• Breve quesito 1: Nell'estratto su Pasolini e il web, quale opera di Pasolini dice di rileggere chi firma il post del 10 dicembre 2008?

• Estratto del testo:
——

Pasolini nei blog

"Pagine corsare"
Pasolini nei blog:
Rosa Maria Di Natale  -  Roberto Di Molfetta
Giulio Delle Serre  -  Gianluigi Cavino 


Il Web ama Pasolini
BitLit di Rosa Maria Di Natale
10 dicembre 2008

In questi giorni rileggo le Lettere luterane di Pier Paolo Pasolini e riassaporo la sua lucida, cinica e profetica critica ai media. Mi chiedo: cosa avrebbe pensato del web? Cosa avrebbe raccontato a Gennariello sui nuovi media nel suo trattato pedagogico?

——

• Materiale fornito:

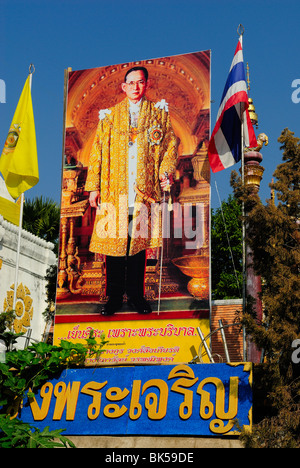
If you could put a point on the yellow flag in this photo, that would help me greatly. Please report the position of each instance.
(18, 161)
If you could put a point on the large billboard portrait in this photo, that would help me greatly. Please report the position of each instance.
(134, 258)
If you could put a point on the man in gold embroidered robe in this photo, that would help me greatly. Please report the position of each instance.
(130, 147)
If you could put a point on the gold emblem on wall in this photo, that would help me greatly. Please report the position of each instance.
(24, 308)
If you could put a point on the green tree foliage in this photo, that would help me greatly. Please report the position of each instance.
(273, 234)
(226, 250)
(22, 374)
(42, 218)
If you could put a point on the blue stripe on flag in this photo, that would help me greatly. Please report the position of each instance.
(231, 128)
(236, 74)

——

• Breve quesito 2: Ricopia fedelmente le righe dell'elenco dalla riga che contiene "If you could put a point on the green" fino alla fine dell'elenco, comprese la prima e l'ultima.

• Soluzione 1: Le Lettere luterane.

• Soluzione 2:
If you could put a point on the green tree foliage in this photo, that would help me greatly. Please report the position of each instance.
(273, 234)
(226, 250)
(22, 374)
(42, 218)
If you could put a point on the blue stripe on flag in this photo, that would help me greatly. Please report the position of each instance.
(231, 128)
(236, 74)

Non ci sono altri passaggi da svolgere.